__WHAT THIS TASK INVOLVES__:
Recast the records, from the start through the line that contains "[[341, 251], [38, 221], [346, 208], [543, 212]]", as a Markdown table with the columns Row and Line. Number each row and skip any blank lines.

*** STORED DATA ***

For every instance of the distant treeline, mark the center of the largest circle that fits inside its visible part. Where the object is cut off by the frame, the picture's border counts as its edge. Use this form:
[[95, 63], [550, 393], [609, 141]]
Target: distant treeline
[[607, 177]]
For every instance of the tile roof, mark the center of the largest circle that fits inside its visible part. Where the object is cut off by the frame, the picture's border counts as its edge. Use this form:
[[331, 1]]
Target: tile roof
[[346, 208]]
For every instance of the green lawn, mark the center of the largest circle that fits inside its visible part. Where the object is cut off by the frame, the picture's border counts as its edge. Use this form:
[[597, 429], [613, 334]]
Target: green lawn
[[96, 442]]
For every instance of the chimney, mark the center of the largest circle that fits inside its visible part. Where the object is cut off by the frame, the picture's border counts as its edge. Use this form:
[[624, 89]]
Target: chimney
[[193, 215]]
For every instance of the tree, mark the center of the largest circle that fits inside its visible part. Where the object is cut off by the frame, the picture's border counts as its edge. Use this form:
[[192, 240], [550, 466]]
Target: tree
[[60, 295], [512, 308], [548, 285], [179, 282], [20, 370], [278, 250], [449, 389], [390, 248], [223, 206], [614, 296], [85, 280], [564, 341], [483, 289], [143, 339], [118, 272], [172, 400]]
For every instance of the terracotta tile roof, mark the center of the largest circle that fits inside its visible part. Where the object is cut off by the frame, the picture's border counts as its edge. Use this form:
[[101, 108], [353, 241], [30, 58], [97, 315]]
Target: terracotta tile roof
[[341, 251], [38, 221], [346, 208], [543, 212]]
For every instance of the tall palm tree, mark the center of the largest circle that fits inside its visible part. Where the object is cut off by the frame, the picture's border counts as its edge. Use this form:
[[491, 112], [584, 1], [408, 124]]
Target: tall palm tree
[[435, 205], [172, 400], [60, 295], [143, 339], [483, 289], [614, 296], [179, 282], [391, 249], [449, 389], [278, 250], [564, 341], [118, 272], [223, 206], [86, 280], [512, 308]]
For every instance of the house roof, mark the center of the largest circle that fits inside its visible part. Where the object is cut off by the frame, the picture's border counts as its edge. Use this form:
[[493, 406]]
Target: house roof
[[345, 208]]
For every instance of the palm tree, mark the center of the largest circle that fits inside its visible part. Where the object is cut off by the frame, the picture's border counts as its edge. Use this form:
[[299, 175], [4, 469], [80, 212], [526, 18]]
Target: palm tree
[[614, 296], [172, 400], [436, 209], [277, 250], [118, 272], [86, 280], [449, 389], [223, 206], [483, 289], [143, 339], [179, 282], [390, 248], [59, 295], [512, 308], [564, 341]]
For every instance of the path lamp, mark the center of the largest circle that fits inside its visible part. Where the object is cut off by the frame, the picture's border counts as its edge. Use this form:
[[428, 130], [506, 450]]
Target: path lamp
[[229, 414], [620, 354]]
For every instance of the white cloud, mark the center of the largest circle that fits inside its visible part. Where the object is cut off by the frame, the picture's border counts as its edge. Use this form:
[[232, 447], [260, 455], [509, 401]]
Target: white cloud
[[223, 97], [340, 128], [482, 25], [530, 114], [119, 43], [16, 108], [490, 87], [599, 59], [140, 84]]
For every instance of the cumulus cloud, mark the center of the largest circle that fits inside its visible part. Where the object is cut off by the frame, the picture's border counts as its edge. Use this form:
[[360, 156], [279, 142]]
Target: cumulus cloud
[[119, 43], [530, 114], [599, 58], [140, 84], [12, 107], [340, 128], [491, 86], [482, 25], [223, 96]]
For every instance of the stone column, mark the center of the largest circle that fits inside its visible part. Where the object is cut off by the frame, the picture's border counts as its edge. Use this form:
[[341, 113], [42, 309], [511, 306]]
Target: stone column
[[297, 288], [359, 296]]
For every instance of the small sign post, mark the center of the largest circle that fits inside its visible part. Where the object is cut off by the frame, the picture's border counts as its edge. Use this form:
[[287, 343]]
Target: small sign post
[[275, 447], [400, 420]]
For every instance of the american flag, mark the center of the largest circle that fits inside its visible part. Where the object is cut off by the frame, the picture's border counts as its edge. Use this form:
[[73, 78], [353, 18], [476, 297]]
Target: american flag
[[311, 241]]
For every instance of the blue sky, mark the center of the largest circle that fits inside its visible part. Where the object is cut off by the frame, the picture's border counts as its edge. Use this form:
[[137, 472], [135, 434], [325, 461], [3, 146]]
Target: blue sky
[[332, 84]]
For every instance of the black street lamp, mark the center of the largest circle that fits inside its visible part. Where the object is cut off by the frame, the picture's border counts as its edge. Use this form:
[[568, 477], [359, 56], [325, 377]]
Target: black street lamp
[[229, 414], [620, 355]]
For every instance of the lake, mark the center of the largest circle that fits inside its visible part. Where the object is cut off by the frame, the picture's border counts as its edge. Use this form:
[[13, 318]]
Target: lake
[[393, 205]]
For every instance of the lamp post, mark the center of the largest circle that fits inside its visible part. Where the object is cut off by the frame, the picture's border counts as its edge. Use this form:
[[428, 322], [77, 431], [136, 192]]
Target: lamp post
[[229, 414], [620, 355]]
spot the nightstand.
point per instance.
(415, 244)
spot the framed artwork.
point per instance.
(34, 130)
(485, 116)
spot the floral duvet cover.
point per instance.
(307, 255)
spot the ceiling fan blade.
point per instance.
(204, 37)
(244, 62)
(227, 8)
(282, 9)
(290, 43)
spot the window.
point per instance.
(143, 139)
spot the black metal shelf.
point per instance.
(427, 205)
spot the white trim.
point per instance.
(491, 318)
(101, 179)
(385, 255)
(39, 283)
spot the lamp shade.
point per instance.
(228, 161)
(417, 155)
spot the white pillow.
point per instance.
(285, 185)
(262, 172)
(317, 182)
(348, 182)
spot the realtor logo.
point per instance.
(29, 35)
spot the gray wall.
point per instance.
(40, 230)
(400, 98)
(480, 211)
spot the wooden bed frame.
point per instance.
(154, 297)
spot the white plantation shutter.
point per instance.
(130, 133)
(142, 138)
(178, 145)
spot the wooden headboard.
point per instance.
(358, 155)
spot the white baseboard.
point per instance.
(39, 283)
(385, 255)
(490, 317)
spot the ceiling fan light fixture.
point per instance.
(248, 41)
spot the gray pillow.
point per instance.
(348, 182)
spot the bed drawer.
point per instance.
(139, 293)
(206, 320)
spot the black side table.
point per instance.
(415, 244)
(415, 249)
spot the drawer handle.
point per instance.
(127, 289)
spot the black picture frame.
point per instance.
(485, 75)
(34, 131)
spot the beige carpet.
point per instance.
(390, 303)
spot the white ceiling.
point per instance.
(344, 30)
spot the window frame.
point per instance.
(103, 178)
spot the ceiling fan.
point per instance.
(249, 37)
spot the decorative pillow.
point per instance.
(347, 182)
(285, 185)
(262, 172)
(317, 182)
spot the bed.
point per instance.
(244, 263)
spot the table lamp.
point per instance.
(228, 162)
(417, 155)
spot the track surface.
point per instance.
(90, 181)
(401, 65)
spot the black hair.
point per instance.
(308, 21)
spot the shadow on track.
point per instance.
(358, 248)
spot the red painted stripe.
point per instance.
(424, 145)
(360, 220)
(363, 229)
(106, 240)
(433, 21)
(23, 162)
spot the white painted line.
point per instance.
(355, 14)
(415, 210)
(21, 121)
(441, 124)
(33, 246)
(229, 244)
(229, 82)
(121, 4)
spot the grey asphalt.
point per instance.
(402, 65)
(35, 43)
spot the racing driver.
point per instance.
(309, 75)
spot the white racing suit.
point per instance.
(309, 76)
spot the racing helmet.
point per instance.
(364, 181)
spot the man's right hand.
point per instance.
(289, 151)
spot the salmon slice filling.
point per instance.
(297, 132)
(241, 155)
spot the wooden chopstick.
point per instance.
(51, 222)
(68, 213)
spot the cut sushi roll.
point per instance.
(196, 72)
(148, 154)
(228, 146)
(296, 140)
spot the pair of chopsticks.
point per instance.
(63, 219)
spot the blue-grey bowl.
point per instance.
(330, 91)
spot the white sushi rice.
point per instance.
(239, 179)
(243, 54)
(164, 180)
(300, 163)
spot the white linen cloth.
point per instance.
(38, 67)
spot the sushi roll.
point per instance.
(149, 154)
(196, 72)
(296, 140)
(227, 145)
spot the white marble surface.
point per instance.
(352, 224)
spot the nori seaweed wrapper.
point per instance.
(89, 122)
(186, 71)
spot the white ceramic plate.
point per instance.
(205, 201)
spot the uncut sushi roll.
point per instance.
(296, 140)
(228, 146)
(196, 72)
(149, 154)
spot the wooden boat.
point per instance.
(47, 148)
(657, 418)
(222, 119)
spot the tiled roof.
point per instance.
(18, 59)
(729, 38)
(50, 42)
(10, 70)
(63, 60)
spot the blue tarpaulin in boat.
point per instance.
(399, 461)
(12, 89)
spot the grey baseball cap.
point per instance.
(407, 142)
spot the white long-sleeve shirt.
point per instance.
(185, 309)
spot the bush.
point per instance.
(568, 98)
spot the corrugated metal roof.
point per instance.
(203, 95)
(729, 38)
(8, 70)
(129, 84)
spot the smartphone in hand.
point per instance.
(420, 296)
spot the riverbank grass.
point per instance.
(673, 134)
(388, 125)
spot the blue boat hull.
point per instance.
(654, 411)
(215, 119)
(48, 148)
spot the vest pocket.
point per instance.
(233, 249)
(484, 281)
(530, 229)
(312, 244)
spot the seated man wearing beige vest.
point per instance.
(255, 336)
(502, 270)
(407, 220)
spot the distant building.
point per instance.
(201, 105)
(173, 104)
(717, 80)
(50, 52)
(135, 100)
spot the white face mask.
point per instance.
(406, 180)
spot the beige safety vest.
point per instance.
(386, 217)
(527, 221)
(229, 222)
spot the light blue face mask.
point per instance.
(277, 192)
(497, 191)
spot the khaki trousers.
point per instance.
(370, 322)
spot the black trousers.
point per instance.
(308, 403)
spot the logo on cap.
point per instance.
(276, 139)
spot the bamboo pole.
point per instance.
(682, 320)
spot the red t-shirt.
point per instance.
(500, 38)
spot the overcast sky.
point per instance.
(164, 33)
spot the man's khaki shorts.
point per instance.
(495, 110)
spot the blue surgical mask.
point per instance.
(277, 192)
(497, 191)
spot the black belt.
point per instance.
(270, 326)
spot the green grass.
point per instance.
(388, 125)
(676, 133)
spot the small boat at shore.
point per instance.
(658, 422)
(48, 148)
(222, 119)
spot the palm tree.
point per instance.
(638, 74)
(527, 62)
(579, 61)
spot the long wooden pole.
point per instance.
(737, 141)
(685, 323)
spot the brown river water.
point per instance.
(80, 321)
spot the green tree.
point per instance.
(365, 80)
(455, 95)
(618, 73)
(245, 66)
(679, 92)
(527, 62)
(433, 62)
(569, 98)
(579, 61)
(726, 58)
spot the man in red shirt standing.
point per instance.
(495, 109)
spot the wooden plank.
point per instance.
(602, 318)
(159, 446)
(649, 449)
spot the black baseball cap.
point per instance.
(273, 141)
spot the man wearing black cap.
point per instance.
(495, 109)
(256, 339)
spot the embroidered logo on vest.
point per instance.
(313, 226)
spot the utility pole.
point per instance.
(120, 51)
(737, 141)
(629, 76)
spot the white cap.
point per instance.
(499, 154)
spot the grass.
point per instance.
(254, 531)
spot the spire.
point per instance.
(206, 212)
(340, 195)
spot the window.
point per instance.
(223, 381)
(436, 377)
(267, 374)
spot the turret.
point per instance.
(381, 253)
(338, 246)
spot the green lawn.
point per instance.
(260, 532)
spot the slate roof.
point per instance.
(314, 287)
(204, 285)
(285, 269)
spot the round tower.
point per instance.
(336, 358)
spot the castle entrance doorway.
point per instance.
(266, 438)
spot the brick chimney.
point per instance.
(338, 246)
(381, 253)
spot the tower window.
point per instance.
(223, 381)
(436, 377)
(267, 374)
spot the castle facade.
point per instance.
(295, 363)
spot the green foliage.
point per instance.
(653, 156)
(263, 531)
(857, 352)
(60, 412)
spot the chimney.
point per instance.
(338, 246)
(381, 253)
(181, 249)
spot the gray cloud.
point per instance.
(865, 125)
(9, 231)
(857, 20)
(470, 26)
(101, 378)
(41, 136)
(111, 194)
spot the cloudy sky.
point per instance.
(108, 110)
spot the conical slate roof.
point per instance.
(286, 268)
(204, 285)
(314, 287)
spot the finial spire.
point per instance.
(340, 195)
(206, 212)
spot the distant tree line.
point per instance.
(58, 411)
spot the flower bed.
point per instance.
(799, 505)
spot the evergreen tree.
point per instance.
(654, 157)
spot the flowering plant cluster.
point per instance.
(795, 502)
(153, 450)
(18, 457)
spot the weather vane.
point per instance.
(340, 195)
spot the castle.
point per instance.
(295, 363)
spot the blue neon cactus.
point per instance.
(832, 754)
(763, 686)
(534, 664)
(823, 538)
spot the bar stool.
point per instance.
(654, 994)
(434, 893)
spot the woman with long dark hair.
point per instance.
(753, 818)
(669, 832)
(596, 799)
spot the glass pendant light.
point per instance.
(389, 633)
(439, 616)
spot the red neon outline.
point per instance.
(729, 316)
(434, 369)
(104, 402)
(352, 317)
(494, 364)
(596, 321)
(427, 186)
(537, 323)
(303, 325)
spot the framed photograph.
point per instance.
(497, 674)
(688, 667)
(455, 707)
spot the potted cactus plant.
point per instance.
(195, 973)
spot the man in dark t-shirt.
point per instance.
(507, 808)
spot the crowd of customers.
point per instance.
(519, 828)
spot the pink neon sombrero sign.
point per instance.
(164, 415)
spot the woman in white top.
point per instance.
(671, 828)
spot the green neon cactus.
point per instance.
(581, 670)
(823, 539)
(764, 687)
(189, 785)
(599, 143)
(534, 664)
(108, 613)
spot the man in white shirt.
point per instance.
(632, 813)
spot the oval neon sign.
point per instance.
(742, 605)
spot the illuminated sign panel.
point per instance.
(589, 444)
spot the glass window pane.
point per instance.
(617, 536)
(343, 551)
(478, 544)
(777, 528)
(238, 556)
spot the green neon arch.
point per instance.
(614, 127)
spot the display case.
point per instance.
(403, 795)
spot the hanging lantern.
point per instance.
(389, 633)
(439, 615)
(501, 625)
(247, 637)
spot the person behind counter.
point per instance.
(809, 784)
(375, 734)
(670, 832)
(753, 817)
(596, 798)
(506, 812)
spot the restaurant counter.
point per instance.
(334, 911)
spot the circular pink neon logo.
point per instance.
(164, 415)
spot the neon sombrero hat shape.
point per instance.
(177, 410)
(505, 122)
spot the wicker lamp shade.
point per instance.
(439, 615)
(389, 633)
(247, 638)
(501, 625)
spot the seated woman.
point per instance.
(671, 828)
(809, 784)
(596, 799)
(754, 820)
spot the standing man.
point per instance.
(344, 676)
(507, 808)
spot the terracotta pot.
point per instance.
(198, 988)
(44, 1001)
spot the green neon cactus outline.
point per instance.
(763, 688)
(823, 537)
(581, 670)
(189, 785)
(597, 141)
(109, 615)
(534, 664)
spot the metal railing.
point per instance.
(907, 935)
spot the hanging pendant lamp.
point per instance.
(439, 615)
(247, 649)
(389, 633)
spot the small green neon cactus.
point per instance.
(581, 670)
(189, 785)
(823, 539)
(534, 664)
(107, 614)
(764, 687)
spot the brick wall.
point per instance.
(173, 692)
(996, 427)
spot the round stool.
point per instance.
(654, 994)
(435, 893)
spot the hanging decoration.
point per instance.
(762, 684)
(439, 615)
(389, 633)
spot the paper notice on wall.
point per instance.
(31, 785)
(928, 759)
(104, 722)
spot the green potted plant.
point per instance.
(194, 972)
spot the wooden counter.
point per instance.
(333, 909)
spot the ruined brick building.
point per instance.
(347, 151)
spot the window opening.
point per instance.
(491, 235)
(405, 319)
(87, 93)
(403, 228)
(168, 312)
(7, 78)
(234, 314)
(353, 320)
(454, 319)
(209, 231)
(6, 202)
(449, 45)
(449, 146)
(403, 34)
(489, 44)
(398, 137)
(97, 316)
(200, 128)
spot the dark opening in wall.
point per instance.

***

__ANSWER TO THIS TASK__:
| Row | Line |
|---|---|
| 1 | For every instance of the distant treeline, mark the center of the largest circle that fits inside its visible part. Where the object is cut off by the frame, the picture's border counts as its edge. Use this form: |
| 2 | [[95, 63], [550, 393], [609, 141]] |
| 3 | Target: distant treeline |
| 4 | [[607, 177]] |
| 5 | For every instance of the tile roof, mark the center of the largest circle that fits inside its visible part. Where the object is cut off by the frame, the picture's border counts as its edge. Use this form: |
| 6 | [[331, 1]] |
| 7 | Target: tile roof |
| 8 | [[346, 208]] |
| 9 | For every instance of the green lawn, mark the center of the largest circle that fits inside its visible part. Where the object is cut off by the frame, the picture's border counts as its edge. Use this form: |
| 10 | [[597, 429], [613, 334]] |
| 11 | Target: green lawn |
| 12 | [[96, 442]] |
| 13 | For every instance of the chimney, mark the center of the largest circle that fits inside its visible part. Where the object is cut off by the frame, the picture's border counts as its edge. Use this form: |
| 14 | [[624, 89]] |
| 15 | Target: chimney |
| 16 | [[193, 215]] |
| 17 | For every instance of the tree, mark the center of the largest circle that fits inside its visible part. Where the object is cut off by the frame, the picture's border counts as its edge. Use this form: |
| 18 | [[192, 240], [550, 466]] |
| 19 | Target: tree |
| 20 | [[60, 295], [512, 308], [548, 285], [179, 282], [20, 370], [278, 250], [449, 389], [390, 248], [223, 206], [614, 296], [85, 280], [564, 341], [483, 289], [143, 339], [118, 272], [172, 400]] |
| 21 | For every instance of the terracotta tile roof, mark the center of the largest circle that fits inside its visible part. Where the object is cut off by the frame, the picture's border counts as its edge. Use this form: |
| 22 | [[101, 108], [353, 241], [30, 58], [97, 315]] |
| 23 | Target: terracotta tile roof |
| 24 | [[341, 251], [38, 221], [346, 208], [543, 212]] |